- Instructions for the task: None of the images should appear in your copy. Transcribe the data in full.

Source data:
════════

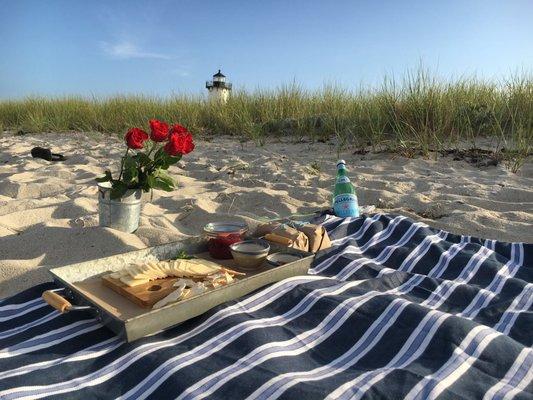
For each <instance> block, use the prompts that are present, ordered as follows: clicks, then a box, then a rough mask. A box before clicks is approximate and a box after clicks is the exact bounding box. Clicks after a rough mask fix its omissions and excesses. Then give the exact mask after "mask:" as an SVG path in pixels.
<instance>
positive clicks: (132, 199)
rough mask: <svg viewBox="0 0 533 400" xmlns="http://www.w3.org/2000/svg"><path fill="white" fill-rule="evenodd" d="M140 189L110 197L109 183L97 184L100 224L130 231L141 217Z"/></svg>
mask: <svg viewBox="0 0 533 400" xmlns="http://www.w3.org/2000/svg"><path fill="white" fill-rule="evenodd" d="M141 196H142V190H141V189H131V190H128V191H127V192H126V193H125V194H124V196H122V197H121V198H120V199H113V200H112V199H111V185H109V184H108V183H107V182H105V183H100V184H98V218H99V221H100V226H102V227H108V228H113V229H116V230H119V231H122V232H128V233H132V232H135V231H136V230H137V228H138V227H139V220H140V218H141Z"/></svg>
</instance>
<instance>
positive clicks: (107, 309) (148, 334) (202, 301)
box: [50, 238, 314, 342]
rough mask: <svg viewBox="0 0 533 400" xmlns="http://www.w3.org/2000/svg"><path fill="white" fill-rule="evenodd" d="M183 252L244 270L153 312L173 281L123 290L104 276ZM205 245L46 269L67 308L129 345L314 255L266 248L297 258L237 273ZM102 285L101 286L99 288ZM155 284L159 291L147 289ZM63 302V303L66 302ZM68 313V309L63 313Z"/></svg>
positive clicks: (306, 253) (216, 304) (302, 271)
mask: <svg viewBox="0 0 533 400" xmlns="http://www.w3.org/2000/svg"><path fill="white" fill-rule="evenodd" d="M182 251H186V252H187V253H188V254H190V255H196V256H197V257H198V258H204V259H208V260H210V261H216V262H217V263H219V264H220V265H222V266H224V267H228V268H231V269H235V270H236V271H239V272H246V275H245V276H238V277H235V278H234V281H233V282H231V283H230V284H228V285H224V286H220V287H217V288H215V289H212V290H208V291H207V292H204V293H202V294H199V295H196V296H193V297H190V298H187V299H184V300H181V301H178V302H175V303H172V304H168V305H166V306H164V307H161V308H158V309H156V310H154V309H151V308H150V307H151V306H152V305H153V304H155V303H156V302H157V301H159V300H160V299H161V298H163V297H165V296H166V295H167V294H169V293H170V292H172V291H173V289H174V288H173V287H172V284H173V283H174V282H175V281H176V280H177V279H178V278H165V279H159V280H154V281H151V282H149V283H147V284H146V286H144V287H142V285H141V286H137V287H133V288H130V287H127V288H126V287H125V286H126V285H124V284H122V282H117V281H116V280H114V279H112V278H109V279H107V277H108V276H109V274H110V273H113V272H117V271H120V270H122V269H124V268H127V267H128V266H129V265H130V264H131V263H133V262H139V261H153V260H168V259H175V258H176V257H177V256H178V255H179V254H180V253H181V252H182ZM206 251H207V242H206V240H205V239H203V238H192V239H188V240H186V241H182V242H174V243H168V244H164V245H160V246H155V247H150V248H146V249H142V250H136V251H132V252H129V253H123V254H117V255H115V256H111V257H106V258H100V259H96V260H91V261H85V262H82V263H78V264H73V265H67V266H63V267H58V268H52V269H50V273H51V275H52V276H53V277H54V280H55V281H56V283H57V284H58V285H59V286H60V287H63V288H64V290H63V291H62V292H61V296H63V297H64V298H66V299H67V300H68V301H70V302H71V303H69V304H71V305H72V306H78V307H71V308H72V309H85V312H87V309H90V311H89V312H92V313H93V314H94V316H95V317H96V318H97V319H99V320H100V321H101V322H102V323H103V324H105V325H106V326H107V327H109V328H110V329H111V330H113V331H114V332H115V333H116V334H118V335H120V336H122V337H123V338H124V339H125V340H126V341H128V342H131V341H133V340H136V339H139V338H141V337H143V336H146V335H150V334H153V333H155V332H158V331H160V330H162V329H165V328H168V327H171V326H174V325H176V324H178V323H180V322H183V321H186V320H188V319H190V318H193V317H196V316H198V315H200V314H203V313H204V312H206V311H208V310H209V309H211V308H213V307H215V306H218V305H219V304H222V303H224V302H227V301H230V300H235V299H237V298H239V297H241V296H244V295H246V294H248V293H250V292H252V291H254V290H257V289H259V288H260V287H262V286H265V285H268V284H269V283H273V282H277V281H280V280H282V279H285V278H289V277H293V276H296V275H305V274H306V273H307V270H308V269H309V267H310V265H311V262H312V261H313V258H314V255H313V254H311V253H307V252H302V251H299V250H295V249H287V248H286V247H282V246H277V245H276V244H271V253H272V252H279V251H283V252H290V253H294V254H297V255H299V256H301V257H302V258H301V259H299V260H298V261H295V262H292V263H289V264H285V265H282V266H272V265H268V264H267V263H265V264H264V265H263V266H261V267H259V268H257V269H256V270H254V271H241V270H240V269H239V268H236V266H235V265H233V260H227V261H226V260H221V261H219V260H212V259H209V256H208V255H207V253H206ZM104 282H105V284H104ZM155 285H159V286H161V289H158V290H149V289H150V287H153V286H155ZM67 303H68V302H67ZM67 311H68V310H67ZM72 312H74V311H72Z"/></svg>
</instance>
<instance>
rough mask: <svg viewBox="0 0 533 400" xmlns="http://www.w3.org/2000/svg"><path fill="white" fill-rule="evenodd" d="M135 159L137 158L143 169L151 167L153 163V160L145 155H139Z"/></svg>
mask: <svg viewBox="0 0 533 400" xmlns="http://www.w3.org/2000/svg"><path fill="white" fill-rule="evenodd" d="M135 157H136V158H137V160H138V162H139V165H140V166H141V167H146V166H149V165H150V164H151V163H152V159H151V158H150V157H148V155H146V154H145V153H137V154H136V155H135Z"/></svg>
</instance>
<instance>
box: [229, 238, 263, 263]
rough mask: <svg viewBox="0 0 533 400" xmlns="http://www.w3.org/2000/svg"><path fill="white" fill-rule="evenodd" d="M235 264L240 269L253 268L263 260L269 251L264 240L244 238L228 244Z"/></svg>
mask: <svg viewBox="0 0 533 400" xmlns="http://www.w3.org/2000/svg"><path fill="white" fill-rule="evenodd" d="M229 248H230V250H231V255H232V256H233V260H234V261H235V264H237V266H239V267H240V268H242V269H254V268H257V267H259V266H260V265H261V264H263V262H264V261H265V259H266V257H267V256H268V252H269V251H270V245H269V244H268V242H267V241H266V240H260V239H258V240H244V241H242V242H237V243H234V244H232V245H230V247H229Z"/></svg>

════════

- Your response:
For each <instance> block, use the prompts that are present, ordered as follows: clicks, then a box, then a rough mask. A box before clicks is approximate and a box after clicks is the exact bounding box. Clicks after a rough mask fix its omissions and excesses. Then give the exact mask after "mask:" as an SVG path in pixels.
<instance>
positive clicks: (132, 199)
rough mask: <svg viewBox="0 0 533 400" xmlns="http://www.w3.org/2000/svg"><path fill="white" fill-rule="evenodd" d="M140 189L110 197L109 183L97 184L100 224L130 231L141 217Z"/></svg>
mask: <svg viewBox="0 0 533 400" xmlns="http://www.w3.org/2000/svg"><path fill="white" fill-rule="evenodd" d="M141 196H142V190H141V189H131V190H128V191H127V192H126V193H125V194H124V196H122V197H121V198H120V199H113V200H112V199H111V185H109V184H108V183H107V182H105V183H100V184H98V218H99V221H100V226H102V227H108V228H113V229H116V230H119V231H122V232H128V233H132V232H135V231H136V230H137V228H138V227H139V220H140V218H141Z"/></svg>
</instance>
<instance>
positive clicks: (107, 309) (148, 334) (202, 301)
box: [50, 238, 314, 342]
rough mask: <svg viewBox="0 0 533 400" xmlns="http://www.w3.org/2000/svg"><path fill="white" fill-rule="evenodd" d="M183 252L244 270L153 312L173 281L123 290L104 276ZM205 245L46 269L67 308L129 345L314 255L266 248L297 258L237 273ZM102 285L101 286L99 288ZM155 284L159 291L147 289ZM63 302V303L66 302ZM68 313V309L63 313Z"/></svg>
positive clicks: (306, 253) (216, 304) (302, 271)
mask: <svg viewBox="0 0 533 400" xmlns="http://www.w3.org/2000/svg"><path fill="white" fill-rule="evenodd" d="M182 251H186V252H187V253H188V254H190V255H196V256H197V257H198V258H204V259H208V260H210V261H216V262H217V263H219V264H220V265H222V266H224V267H228V268H231V269H235V270H236V271H239V272H246V275H245V276H238V277H235V278H234V281H233V282H231V283H230V284H228V285H224V286H220V287H217V288H215V289H212V290H208V291H207V292H204V293H202V294H199V295H196V296H193V297H190V298H187V299H184V300H181V301H178V302H175V303H172V304H168V305H166V306H164V307H161V308H158V309H156V310H154V309H151V308H150V307H151V306H152V305H153V304H155V303H156V302H157V301H159V300H160V299H161V298H163V297H165V296H166V295H167V294H169V293H170V292H172V291H173V289H174V288H173V287H172V284H173V283H174V282H175V281H176V280H177V279H178V278H165V279H159V280H154V281H151V282H149V283H147V284H146V286H144V287H142V285H141V286H137V287H133V288H130V287H127V288H126V287H125V286H126V285H124V284H122V282H117V281H116V280H114V279H112V278H109V279H107V277H108V276H109V274H110V273H113V272H117V271H120V270H122V269H124V268H127V267H128V266H129V265H130V264H131V263H133V262H139V261H153V260H168V259H175V258H176V257H177V256H178V255H179V254H180V253H181V252H182ZM206 251H207V242H206V240H205V239H203V238H192V239H188V240H186V241H182V242H174V243H168V244H164V245H160V246H155V247H150V248H146V249H142V250H136V251H132V252H129V253H123V254H117V255H115V256H111V257H106V258H100V259H96V260H91V261H85V262H82V263H78V264H73V265H67V266H63V267H58V268H52V269H50V273H51V275H52V276H53V277H54V280H55V281H56V283H57V284H58V285H59V286H60V287H63V288H64V290H63V291H62V292H61V296H63V297H64V298H66V299H67V300H68V301H70V302H71V303H69V304H71V305H72V306H78V307H71V308H72V309H85V312H87V309H90V311H89V312H92V313H93V314H94V316H95V317H96V318H97V319H99V320H100V321H101V322H102V323H103V324H105V325H106V326H107V327H109V328H110V329H111V330H113V331H114V332H115V333H116V334H118V335H120V336H122V337H123V338H124V339H125V340H126V341H128V342H131V341H133V340H136V339H139V338H141V337H143V336H146V335H150V334H153V333H155V332H158V331H160V330H162V329H165V328H168V327H171V326H174V325H176V324H178V323H180V322H183V321H186V320H188V319H190V318H193V317H196V316H198V315H200V314H203V313H204V312H206V311H208V310H209V309H211V308H213V307H215V306H218V305H219V304H222V303H224V302H227V301H230V300H235V299H237V298H239V297H241V296H244V295H246V294H248V293H250V292H252V291H254V290H257V289H259V288H260V287H262V286H265V285H268V284H269V283H273V282H277V281H280V280H282V279H285V278H289V277H293V276H296V275H305V274H306V273H307V270H308V269H309V267H310V265H311V262H312V261H313V258H314V255H313V254H311V253H307V252H302V251H299V250H295V249H287V248H286V247H282V246H277V245H276V244H271V253H272V252H279V251H283V252H290V253H294V254H297V255H299V256H301V257H302V258H301V259H299V260H298V261H295V262H292V263H289V264H285V265H282V266H272V265H268V264H267V263H265V264H264V265H263V266H261V267H259V268H257V269H256V270H254V271H241V270H240V269H239V268H236V266H235V265H233V260H227V261H226V260H221V261H219V260H212V259H209V256H208V255H207V253H206ZM104 282H105V284H104ZM155 285H159V286H161V289H158V290H149V289H150V287H153V286H155ZM67 303H68V302H67ZM67 311H68V310H67ZM72 312H74V311H72Z"/></svg>
</instance>
<instance>
rough mask: <svg viewBox="0 0 533 400" xmlns="http://www.w3.org/2000/svg"><path fill="white" fill-rule="evenodd" d="M135 159L137 158L143 169L151 167L153 163V160L145 155H139Z"/></svg>
mask: <svg viewBox="0 0 533 400" xmlns="http://www.w3.org/2000/svg"><path fill="white" fill-rule="evenodd" d="M135 157H136V158H137V160H138V162H139V165H140V166H141V167H146V166H149V165H150V164H151V163H152V159H151V158H150V157H148V155H146V154H145V153H137V154H136V155H135Z"/></svg>
</instance>
<instance>
box: [229, 238, 263, 263]
rough mask: <svg viewBox="0 0 533 400" xmlns="http://www.w3.org/2000/svg"><path fill="white" fill-rule="evenodd" d="M235 264L240 269L253 268L263 260L269 251L264 240L244 238L228 244Z"/></svg>
mask: <svg viewBox="0 0 533 400" xmlns="http://www.w3.org/2000/svg"><path fill="white" fill-rule="evenodd" d="M229 248H230V250H231V255H232V256H233V260H234V261H235V264H237V266H239V267H240V268H242V269H254V268H257V267H259V266H260V265H261V264H263V262H264V261H265V259H266V257H267V256H268V252H269V251H270V245H269V244H268V242H267V241H266V240H260V239H258V240H244V241H242V242H237V243H234V244H232V245H230V247H229Z"/></svg>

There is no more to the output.